Goal of the exercise:
Word for word, restate the lines of the listing from the one that holds "Place a dot on every instance of the hair" through the very last line, and nothing more.

Provided records:
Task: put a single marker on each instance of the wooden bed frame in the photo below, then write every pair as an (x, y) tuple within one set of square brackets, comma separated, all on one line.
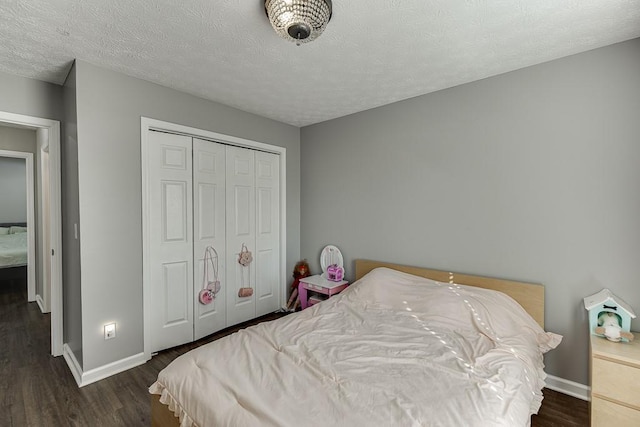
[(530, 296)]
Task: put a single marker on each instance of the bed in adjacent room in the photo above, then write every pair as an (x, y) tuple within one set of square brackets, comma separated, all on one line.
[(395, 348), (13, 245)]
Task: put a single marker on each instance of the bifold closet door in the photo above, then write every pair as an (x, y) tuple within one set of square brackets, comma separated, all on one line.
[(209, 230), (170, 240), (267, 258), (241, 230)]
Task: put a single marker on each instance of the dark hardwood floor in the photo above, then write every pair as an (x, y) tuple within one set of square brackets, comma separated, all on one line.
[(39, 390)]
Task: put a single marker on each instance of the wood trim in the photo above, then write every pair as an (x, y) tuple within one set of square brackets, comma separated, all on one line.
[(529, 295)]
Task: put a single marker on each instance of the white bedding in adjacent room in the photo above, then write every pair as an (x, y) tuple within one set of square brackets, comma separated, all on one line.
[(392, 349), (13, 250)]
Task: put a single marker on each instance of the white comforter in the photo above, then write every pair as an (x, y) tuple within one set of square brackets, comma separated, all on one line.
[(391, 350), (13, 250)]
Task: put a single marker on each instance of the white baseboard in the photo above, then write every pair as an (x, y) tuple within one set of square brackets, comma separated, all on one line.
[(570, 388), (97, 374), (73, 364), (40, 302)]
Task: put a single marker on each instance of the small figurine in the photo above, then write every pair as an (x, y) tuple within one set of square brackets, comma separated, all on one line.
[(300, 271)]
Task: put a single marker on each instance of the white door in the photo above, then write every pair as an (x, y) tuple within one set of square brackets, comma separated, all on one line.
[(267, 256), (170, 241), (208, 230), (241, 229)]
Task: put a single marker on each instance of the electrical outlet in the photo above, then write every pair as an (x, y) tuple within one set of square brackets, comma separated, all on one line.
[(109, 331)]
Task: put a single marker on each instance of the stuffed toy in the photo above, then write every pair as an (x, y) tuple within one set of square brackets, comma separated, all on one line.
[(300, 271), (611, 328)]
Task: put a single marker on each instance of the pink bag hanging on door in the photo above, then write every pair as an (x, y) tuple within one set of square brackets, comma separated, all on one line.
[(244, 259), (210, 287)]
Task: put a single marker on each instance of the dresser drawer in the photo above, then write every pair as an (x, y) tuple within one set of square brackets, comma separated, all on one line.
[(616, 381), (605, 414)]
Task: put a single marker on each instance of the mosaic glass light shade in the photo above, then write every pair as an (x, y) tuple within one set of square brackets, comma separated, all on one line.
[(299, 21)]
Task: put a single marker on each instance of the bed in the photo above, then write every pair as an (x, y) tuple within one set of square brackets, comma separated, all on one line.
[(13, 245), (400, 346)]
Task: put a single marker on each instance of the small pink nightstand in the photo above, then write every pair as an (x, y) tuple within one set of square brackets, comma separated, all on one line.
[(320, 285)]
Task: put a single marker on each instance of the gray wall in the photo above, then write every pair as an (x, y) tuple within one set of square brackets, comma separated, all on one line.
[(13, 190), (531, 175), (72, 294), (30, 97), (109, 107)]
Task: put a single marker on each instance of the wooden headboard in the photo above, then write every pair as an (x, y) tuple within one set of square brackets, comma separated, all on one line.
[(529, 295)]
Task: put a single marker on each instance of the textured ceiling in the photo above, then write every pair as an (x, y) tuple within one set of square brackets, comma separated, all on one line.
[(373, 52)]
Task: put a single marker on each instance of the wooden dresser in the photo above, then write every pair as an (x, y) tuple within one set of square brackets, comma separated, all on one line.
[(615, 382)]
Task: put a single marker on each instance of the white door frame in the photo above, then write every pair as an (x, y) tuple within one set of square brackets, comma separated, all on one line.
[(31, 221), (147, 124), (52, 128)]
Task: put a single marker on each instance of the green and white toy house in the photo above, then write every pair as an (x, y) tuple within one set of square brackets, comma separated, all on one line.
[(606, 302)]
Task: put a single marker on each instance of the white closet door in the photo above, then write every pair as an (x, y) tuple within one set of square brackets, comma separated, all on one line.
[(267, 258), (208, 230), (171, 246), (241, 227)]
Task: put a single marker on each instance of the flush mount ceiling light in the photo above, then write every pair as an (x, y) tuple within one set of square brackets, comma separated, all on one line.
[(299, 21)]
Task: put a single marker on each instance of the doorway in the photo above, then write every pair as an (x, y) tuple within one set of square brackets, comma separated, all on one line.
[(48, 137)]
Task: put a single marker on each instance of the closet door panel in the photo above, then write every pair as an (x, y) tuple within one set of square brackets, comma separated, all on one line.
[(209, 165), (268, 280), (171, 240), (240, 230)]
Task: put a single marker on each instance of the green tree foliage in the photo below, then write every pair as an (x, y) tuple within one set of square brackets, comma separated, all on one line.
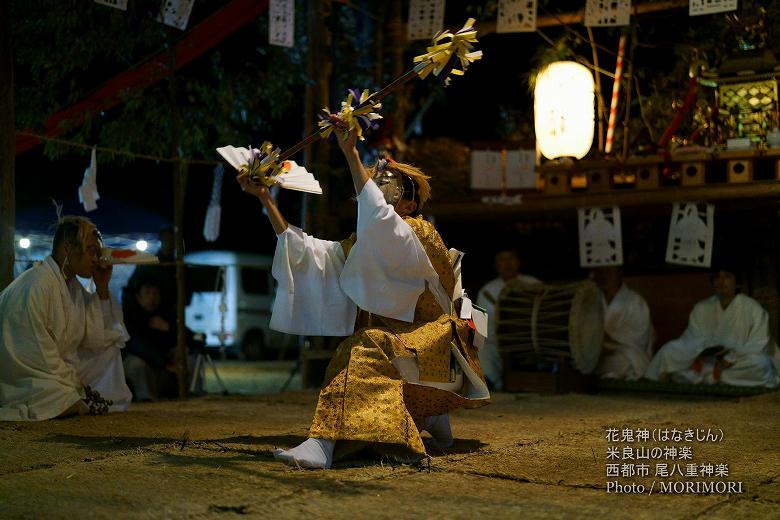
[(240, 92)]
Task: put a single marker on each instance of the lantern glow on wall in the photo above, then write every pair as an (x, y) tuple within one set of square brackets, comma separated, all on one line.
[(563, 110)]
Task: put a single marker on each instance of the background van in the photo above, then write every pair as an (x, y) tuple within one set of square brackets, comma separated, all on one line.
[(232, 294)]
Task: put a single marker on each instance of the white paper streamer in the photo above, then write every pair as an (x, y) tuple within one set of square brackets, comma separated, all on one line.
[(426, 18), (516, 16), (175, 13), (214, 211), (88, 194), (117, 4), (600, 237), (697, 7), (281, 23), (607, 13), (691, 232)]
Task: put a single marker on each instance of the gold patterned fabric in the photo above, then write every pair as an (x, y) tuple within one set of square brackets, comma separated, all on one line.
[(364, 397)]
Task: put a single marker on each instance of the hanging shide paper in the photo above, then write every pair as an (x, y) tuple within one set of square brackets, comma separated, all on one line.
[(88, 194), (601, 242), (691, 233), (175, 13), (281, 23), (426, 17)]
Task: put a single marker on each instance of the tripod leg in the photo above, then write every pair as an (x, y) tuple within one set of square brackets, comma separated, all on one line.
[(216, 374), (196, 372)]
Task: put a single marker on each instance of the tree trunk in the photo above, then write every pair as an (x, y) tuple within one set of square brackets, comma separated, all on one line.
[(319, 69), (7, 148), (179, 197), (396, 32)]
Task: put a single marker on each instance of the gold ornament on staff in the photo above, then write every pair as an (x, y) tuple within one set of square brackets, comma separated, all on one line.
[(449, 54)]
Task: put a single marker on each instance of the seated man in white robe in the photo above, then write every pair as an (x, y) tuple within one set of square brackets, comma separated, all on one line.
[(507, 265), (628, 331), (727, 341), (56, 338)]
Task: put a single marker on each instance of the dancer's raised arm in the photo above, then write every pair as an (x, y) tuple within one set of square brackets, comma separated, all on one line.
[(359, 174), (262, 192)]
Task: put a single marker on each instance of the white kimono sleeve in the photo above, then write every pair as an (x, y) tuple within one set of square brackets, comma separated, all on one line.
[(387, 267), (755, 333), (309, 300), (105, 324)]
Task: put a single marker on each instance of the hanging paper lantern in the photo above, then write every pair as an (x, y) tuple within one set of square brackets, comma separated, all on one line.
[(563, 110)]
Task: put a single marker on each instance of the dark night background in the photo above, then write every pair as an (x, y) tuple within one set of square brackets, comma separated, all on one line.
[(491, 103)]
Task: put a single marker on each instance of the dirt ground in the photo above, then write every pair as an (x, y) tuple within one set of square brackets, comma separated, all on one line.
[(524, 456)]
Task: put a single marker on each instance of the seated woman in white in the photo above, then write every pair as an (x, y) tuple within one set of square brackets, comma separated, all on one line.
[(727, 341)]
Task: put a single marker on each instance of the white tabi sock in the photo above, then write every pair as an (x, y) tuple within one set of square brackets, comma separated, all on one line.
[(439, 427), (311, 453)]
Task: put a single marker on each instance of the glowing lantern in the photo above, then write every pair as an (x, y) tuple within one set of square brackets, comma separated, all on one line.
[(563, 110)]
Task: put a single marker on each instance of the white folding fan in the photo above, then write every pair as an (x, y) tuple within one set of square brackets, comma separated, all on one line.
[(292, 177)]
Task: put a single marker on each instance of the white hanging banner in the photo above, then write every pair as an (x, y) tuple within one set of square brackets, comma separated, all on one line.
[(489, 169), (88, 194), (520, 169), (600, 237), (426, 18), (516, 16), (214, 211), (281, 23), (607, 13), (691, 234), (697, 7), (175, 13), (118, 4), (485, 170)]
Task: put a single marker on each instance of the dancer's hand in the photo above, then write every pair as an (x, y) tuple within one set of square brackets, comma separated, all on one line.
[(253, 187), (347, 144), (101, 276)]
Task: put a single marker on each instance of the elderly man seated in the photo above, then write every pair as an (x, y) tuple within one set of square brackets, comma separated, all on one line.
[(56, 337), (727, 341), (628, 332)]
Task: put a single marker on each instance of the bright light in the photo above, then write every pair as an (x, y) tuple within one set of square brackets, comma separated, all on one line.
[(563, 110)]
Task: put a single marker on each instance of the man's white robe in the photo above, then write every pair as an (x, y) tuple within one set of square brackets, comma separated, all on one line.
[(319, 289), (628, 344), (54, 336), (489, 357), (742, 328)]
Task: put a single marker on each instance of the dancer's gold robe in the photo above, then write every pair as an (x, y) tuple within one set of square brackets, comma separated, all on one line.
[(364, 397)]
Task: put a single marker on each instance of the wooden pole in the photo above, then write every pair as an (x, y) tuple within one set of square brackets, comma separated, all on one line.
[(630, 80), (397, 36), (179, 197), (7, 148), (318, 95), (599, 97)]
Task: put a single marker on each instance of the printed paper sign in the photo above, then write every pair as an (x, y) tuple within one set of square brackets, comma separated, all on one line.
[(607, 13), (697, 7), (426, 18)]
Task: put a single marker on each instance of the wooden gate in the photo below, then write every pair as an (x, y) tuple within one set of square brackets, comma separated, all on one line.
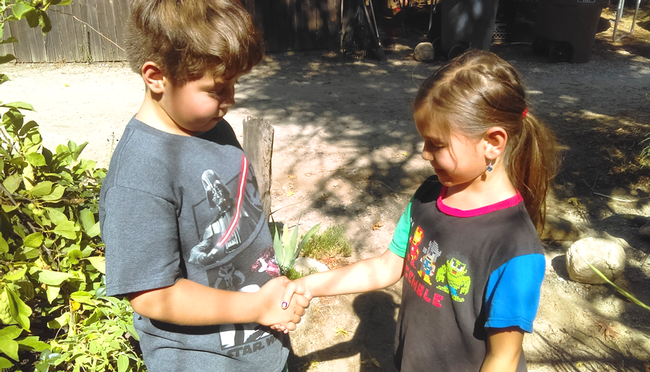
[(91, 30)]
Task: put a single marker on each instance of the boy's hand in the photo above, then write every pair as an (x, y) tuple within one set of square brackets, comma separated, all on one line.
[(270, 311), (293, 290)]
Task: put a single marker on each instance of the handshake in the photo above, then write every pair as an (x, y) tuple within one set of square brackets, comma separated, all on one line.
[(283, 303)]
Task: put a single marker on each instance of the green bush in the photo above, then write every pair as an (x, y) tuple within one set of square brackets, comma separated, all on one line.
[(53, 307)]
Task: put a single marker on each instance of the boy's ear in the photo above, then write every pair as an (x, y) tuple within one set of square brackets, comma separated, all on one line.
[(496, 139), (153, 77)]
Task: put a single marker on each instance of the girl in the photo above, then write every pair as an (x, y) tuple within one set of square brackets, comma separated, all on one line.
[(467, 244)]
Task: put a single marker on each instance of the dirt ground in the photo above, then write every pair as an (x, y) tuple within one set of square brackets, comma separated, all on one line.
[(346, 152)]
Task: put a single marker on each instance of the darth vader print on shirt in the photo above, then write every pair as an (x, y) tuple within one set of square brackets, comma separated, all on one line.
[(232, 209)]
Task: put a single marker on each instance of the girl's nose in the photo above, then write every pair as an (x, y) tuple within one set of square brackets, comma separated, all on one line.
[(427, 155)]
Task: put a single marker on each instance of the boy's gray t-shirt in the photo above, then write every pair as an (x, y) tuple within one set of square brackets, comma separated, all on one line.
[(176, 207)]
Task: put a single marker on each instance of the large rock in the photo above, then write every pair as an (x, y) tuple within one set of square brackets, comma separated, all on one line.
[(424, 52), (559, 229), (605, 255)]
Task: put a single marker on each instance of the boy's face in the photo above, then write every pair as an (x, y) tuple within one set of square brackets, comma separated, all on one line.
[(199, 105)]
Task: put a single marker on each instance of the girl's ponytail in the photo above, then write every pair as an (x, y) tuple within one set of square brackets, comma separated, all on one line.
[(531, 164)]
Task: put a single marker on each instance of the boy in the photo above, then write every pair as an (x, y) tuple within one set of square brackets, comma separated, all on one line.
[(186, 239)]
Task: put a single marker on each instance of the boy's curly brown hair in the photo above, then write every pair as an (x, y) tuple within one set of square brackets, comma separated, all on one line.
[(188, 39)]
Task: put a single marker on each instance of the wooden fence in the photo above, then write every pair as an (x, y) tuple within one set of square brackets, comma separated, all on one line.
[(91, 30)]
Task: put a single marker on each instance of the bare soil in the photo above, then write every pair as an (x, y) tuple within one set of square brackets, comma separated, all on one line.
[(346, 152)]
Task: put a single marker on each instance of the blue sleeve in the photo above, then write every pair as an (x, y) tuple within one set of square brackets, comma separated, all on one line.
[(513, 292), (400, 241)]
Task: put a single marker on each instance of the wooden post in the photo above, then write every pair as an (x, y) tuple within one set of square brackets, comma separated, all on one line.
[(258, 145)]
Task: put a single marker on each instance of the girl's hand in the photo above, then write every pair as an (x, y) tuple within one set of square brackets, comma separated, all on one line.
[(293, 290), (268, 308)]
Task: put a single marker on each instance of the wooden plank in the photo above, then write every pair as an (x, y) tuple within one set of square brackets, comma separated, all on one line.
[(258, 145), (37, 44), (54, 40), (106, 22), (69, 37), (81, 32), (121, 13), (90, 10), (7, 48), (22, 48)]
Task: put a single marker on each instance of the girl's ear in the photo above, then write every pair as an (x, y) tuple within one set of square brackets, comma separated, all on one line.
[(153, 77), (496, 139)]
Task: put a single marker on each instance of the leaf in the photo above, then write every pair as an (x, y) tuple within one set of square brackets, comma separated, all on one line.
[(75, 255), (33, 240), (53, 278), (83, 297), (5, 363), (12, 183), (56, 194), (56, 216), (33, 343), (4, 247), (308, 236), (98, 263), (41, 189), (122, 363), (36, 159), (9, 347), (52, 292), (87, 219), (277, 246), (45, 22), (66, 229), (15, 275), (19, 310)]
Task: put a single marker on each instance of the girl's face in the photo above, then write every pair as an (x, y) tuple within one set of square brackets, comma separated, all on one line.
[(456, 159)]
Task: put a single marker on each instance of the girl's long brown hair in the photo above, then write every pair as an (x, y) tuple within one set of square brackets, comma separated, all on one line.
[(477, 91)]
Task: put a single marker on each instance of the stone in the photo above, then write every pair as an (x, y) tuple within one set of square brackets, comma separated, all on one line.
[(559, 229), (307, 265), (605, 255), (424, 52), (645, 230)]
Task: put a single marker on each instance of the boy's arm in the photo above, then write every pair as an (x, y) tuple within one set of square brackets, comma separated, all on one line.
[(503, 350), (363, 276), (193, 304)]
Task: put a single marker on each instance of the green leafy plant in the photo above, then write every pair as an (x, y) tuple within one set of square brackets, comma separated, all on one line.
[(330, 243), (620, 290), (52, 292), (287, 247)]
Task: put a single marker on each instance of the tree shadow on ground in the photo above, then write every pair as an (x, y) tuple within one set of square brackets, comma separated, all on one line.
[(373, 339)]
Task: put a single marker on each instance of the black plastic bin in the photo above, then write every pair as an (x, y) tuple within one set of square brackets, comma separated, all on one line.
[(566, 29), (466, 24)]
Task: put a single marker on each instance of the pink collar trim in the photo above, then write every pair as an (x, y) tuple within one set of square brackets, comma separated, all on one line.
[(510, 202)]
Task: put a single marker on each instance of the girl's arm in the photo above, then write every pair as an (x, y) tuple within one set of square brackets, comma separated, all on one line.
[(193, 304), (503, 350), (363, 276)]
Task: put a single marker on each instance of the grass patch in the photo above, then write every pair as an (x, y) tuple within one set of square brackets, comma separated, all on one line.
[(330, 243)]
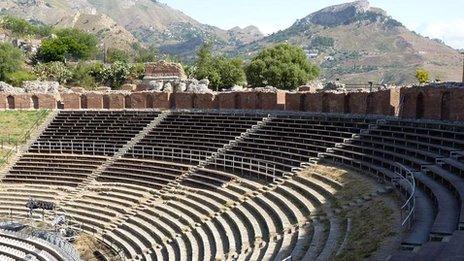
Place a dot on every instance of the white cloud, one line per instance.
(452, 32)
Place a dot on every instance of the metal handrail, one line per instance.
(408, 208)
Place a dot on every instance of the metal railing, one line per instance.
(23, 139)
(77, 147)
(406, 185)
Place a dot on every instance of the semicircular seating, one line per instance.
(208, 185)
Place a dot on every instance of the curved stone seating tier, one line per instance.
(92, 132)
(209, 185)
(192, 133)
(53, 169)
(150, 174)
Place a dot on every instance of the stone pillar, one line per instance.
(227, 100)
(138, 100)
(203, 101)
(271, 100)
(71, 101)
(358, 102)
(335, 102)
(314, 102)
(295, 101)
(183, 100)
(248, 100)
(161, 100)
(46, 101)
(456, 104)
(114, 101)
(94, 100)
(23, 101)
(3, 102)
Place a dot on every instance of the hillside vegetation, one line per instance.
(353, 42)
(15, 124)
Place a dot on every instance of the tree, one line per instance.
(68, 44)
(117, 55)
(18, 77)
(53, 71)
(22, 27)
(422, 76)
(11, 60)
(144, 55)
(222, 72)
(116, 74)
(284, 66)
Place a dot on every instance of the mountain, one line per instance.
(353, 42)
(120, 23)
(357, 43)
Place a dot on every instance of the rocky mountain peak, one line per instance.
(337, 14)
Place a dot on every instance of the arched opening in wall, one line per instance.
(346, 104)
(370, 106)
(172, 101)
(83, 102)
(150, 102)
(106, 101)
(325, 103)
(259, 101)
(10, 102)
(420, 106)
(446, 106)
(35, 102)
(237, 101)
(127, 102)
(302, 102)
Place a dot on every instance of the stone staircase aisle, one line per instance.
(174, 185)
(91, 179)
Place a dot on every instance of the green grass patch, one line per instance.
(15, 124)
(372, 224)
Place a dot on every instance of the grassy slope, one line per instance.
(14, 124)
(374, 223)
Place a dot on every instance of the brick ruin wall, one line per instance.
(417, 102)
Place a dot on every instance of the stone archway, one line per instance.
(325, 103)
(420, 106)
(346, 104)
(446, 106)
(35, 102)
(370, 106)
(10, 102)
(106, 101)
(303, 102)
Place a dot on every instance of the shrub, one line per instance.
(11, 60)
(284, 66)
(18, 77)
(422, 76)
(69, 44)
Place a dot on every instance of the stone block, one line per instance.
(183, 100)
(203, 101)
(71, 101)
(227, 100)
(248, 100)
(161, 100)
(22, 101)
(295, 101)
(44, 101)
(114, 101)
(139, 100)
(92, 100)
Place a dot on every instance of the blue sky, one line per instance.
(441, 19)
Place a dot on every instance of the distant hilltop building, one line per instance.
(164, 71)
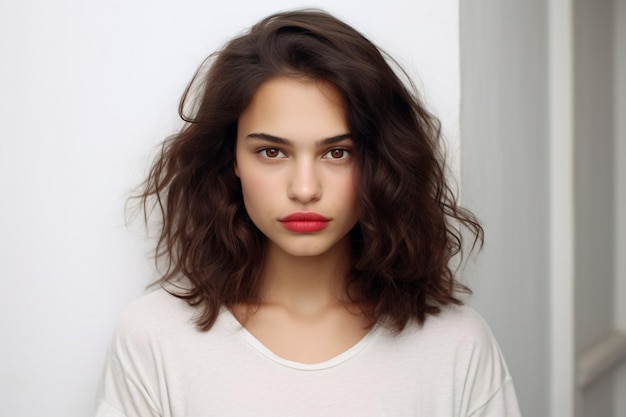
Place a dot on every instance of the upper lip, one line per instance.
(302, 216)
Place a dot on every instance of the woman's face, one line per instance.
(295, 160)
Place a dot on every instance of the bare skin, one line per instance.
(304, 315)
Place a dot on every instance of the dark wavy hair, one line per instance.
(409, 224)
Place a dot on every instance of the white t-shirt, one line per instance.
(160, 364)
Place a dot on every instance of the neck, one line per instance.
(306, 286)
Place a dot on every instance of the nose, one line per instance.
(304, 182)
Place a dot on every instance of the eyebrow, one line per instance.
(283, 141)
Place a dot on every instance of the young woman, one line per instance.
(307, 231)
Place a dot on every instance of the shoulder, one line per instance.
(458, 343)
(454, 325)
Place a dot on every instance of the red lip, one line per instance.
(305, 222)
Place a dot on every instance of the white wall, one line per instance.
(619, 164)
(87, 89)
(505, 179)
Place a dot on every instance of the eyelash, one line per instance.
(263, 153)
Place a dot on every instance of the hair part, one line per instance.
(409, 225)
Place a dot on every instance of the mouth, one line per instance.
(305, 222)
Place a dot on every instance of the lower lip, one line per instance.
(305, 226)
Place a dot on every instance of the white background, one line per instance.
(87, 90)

Output for this task:
Place a dot on every instance of the hair part, one line per instance.
(409, 225)
Place a dot on every instance of the mouth, one line per instance.
(305, 222)
Place a dot on every instance of the lower lip, one line per instance.
(305, 226)
Place a dot on every instance of the white background, one line per instance.
(87, 90)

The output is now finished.